**Information shown:**
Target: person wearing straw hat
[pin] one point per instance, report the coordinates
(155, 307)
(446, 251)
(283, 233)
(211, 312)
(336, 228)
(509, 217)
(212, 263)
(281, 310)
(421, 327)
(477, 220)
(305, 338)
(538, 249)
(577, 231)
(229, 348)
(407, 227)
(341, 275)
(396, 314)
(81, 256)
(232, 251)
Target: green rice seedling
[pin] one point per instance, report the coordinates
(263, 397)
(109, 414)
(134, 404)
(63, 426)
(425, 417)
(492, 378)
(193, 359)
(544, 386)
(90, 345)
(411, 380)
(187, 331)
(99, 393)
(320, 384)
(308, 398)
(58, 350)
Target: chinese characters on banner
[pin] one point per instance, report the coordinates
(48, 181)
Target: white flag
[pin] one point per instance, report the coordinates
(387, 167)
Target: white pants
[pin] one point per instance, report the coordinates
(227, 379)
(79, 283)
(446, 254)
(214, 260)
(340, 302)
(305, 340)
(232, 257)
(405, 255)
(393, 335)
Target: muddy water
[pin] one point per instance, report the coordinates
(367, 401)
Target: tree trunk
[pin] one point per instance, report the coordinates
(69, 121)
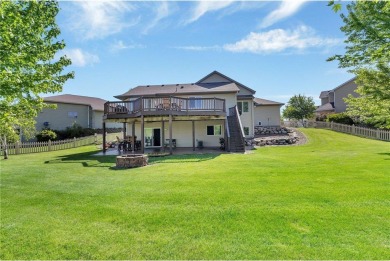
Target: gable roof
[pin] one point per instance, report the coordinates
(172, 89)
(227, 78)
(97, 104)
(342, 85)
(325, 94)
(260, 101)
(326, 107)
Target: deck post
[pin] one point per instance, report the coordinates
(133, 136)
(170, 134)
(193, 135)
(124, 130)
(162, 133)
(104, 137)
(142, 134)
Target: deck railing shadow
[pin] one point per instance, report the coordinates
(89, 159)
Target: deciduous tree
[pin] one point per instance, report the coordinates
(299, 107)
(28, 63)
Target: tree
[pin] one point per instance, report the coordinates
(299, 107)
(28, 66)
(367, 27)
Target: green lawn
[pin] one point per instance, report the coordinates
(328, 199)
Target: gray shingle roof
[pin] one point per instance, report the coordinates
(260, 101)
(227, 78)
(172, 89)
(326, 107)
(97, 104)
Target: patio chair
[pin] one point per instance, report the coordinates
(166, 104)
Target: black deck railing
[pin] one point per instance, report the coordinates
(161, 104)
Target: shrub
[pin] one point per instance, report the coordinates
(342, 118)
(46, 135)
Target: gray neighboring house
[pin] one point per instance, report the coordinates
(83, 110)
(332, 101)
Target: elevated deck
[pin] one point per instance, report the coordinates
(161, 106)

**Problem description:** If a line in the records above has the word "white", copy it out.

**Task answer:**
Target: white flag
Target: white pants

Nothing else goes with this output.